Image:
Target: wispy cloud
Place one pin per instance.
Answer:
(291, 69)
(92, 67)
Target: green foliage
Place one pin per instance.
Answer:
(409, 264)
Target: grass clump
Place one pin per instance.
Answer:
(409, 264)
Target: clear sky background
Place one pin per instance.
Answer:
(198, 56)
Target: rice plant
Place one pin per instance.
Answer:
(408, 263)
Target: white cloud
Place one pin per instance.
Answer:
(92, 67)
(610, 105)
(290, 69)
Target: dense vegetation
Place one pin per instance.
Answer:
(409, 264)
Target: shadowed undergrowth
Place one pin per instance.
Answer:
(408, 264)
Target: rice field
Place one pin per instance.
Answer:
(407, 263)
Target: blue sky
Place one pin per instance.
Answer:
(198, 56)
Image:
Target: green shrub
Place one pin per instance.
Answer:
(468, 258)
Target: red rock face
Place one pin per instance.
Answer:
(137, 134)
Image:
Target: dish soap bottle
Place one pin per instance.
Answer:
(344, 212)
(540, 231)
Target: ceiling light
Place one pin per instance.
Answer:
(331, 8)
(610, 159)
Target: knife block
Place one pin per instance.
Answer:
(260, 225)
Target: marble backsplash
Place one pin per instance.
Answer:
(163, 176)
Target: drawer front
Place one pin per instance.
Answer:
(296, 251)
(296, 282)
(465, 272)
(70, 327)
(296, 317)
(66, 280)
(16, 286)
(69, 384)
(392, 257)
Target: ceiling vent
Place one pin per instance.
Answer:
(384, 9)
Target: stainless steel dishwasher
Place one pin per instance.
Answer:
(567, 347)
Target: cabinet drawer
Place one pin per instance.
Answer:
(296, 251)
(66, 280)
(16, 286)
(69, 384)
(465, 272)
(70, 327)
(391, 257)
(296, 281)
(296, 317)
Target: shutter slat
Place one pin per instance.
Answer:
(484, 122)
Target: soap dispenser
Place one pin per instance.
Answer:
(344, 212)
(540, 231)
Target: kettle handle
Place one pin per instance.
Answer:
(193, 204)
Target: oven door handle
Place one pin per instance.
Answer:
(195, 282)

######

▶ [WHAT YOU ARE ASKED TO DO] Put every line of the listing above into a Markdown table with two columns, Row for the row number and Line for the line itself, leaving out any blank lines.

▶ [ANSWER IN FULL]
| Row | Line |
|---|---|
| 1 | Image: |
| 2 | Target: wispy cloud |
| 3 | Place one pin per instance. |
| 4 | Answer: |
| 5 | (291, 69) |
| 6 | (92, 67) |
| 7 | Target: green foliage |
| 8 | Place one pin per instance. |
| 9 | Answer: |
| 10 | (409, 264) |
| 11 | Target: grass clump |
| 12 | Place one pin per instance. |
| 13 | Answer: |
| 14 | (409, 264) |
| 15 | Target: clear sky background |
| 16 | Place one pin per instance. |
| 17 | Answer: |
| 18 | (198, 56) |
| 19 | Target: rice plant |
| 20 | Place one pin per instance. |
| 21 | Answer: |
| 22 | (408, 263) |
| 23 | Target: white cloud |
| 24 | Place one pin per instance. |
| 25 | Answer: |
| 26 | (92, 67) |
| 27 | (610, 105) |
| 28 | (290, 69) |
| 29 | Target: dense vegetation |
| 30 | Place one pin per instance. |
| 31 | Answer: |
| 32 | (409, 264) |
| 33 | Target: shadowed undergrowth |
| 34 | Place one pin per instance. |
| 35 | Answer: |
| 36 | (408, 264) |
| 37 | Target: rice field |
| 38 | Place one pin per instance. |
| 39 | Answer: |
| 40 | (407, 263) |
| 41 | Target: blue sky |
| 42 | Place one pin per instance. |
| 43 | Answer: |
| 44 | (198, 56) |
| 45 | Image: |
| 46 | Target: green shrub |
| 47 | Place one pin per instance. |
| 48 | Answer: |
| 49 | (468, 258) |
| 50 | Target: red rock face |
| 51 | Place one pin per instance. |
| 52 | Answer: |
| 53 | (137, 134) |
| 54 | Image: |
| 55 | Target: dish soap bottle |
| 56 | Place one pin per instance. |
| 57 | Answer: |
| 58 | (344, 212) |
| 59 | (540, 231) |
| 60 | Target: ceiling light |
| 61 | Place one pin per instance. |
| 62 | Answer: |
| 63 | (331, 8) |
| 64 | (610, 159) |
| 65 | Target: knife block |
| 66 | Place one pin per instance. |
| 67 | Answer: |
| 68 | (260, 225) |
| 69 | Target: marble backsplash |
| 70 | Place one pin per instance. |
| 71 | Answer: |
| 72 | (163, 176) |
| 73 | Target: drawer front |
| 74 | Place one pin per instance. |
| 75 | Answer: |
| 76 | (296, 251) |
| 77 | (296, 282) |
| 78 | (465, 272) |
| 79 | (70, 327) |
| 80 | (296, 317) |
| 81 | (66, 280) |
| 82 | (16, 286) |
| 83 | (69, 384) |
| 84 | (392, 257) |
| 85 | Target: ceiling vent |
| 86 | Place one pin per instance. |
| 87 | Answer: |
| 88 | (384, 9) |
| 89 | Target: stainless steel dishwasher |
| 90 | Place one pin per instance. |
| 91 | Answer: |
| 92 | (567, 347) |
| 93 | Target: cabinet drawer |
| 94 | Place one pin per instance. |
| 95 | Answer: |
| 96 | (296, 251) |
| 97 | (66, 280) |
| 98 | (16, 286) |
| 99 | (69, 384) |
| 100 | (465, 272) |
| 101 | (70, 327) |
| 102 | (391, 257) |
| 103 | (296, 281) |
| 104 | (296, 317) |
| 105 | Target: shutter slat |
| 106 | Place one pin per instance. |
| 107 | Answer: |
| 108 | (484, 122) |
| 109 | Target: soap dispenser |
| 110 | Place one pin per instance. |
| 111 | Answer: |
| 112 | (344, 212) |
| 113 | (540, 231) |
| 114 | Target: kettle handle |
| 115 | Place one pin per instance. |
| 116 | Answer: |
| 117 | (193, 204) |
| 118 | Target: oven door handle |
| 119 | Place one pin per instance. |
| 120 | Answer: |
| 121 | (195, 282) |